§ **Text passage**:
Bank of America then offered a second six-month contract in November to fully study the changes needed to banking procedures, and design the logical layout of production ERM machines. While this was underway, Bank of America went to a number of industrial companies to set up production of the machines, but none were interested. So SRI was given another contract in January 1952 to build a prototype machine.

One of the biggest problems found in the second phase was how to input the check information, especially the account numbers, with any sort of speed. Beise demanded a system that would not require the information to be changed from one medium to another, from check to punched card for instance, while simultaneously lowering error rates.

SRI investigated several solutions to the problem, including the first OCR system from a company in Arlington, Virginia. However, they found that it was all too easy for banks, and customers, to write over the account numbers and spoil the system. They also experimented with barcode information, and while this worked well even when printed over, if there was enough "damage" to the code a human operator could not read them in order to input them manually.

Instead, they decided to combine the two technologies, and used MICR-printed account numbers which could be read by a magnetic reader similar to those in a cassette tape recorder. The resulting reader was a mechanical tour-de-force, combining five MICR readers with a large rotating drum that forced checks dumped in the top to come out the bottom single-file. The system was eventually able to read ten checks a second, with errors on the order of 1 per 100,000 checks.

===Final prototype===
The final ERM computer contained more than a million feet (304,800 metres) of wiring, 8,000 vacuum tubes, 34,000 diodes, 5 input consoles with MICR readers, 2 magnetic memory drums, the check sorter, a high-speed printer, a power control panel, a maintenance board, 24 racks holding 1,500 electrical packages and 500 relay packages, and 12 magnetic tape drives for 2,400-foot (731-metre) tape reels.

ERM weighed about 25 tons (22.7 tonnes), used more than 80 kW of power and required cooling by an air conditioning system. By 1955, the system was still in development, but BoA was anxious to announce the project. At the time, computers (still known as "electronic brains") were all the rage; if BoA could announce that they were using them, it would convey a sense of futuristic infallibility. In September 1955, BoA froze the design.

§ **Given material**:
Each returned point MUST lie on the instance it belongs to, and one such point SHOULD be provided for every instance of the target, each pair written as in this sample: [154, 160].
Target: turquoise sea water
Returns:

§ **Activity list**:
a) Summarize the passage on Bank of America's ERM computer in three sentences.
b) Continue the passage on Bank of America's ERM computer from its last sentence.

§ **Task answers**:
a) After no industrial company was interested in producing the machines, Bank of America gave SRI a contract in January 1952 to build a prototype ERM machine. Having found problems with both OCR and barcodes for entering check account numbers, SRI used MICR-printed numbers read by a magnetic reader, and the system eventually read ten checks a second with errors on the order of 1 per 100,000. The final ERM computer weighed about 25 tons and contained 8,000 vacuum tubes, and Bank of America froze the design in September 1955.

b)
By this point, no fewer than 24 companies had expressed interest in building the production machines, and General Electric won the competition. Among GE's team members was AI pioneer and early critic Joseph Weizenbaum. The company took the basic design, but decided it was time to move the tube-based system to a transistor-based one using core memory. This won SRI yet another contract, this time by GE, to study the commercial computer market and suggest how ERM machines could be sold into other markets. After the construction run, they also contracted them to dispose of the original machine.

== Legacy ==
The first production ERMA system, known as the GE-100, was installed in 1959. Over the next two years 32 systems were installed and by 1966 twelve regional ERMA centers served all but 21 of Bank of America's 900 branches. The centers handled more than 750 million checks a year, about the number they had predicted to occur by 1970. The automation was so effective that it allowed Bank of America to be the first bank to offer credit cards attached to a user's bank account. They were so successful in operation that Bank of America was propelled ahead of other banks in profitability, and became the world's largest bank by 1970.

ERMA machines were replaced with newer equipment in the early 1970s. There is a special room commemorating ERMA machines inside the Bank of America facilities in Concord, California.

Payments experts contend that ERMA "established the foundation for computerized banking, magnetic ink character recognition (MICR), and credit-card processing".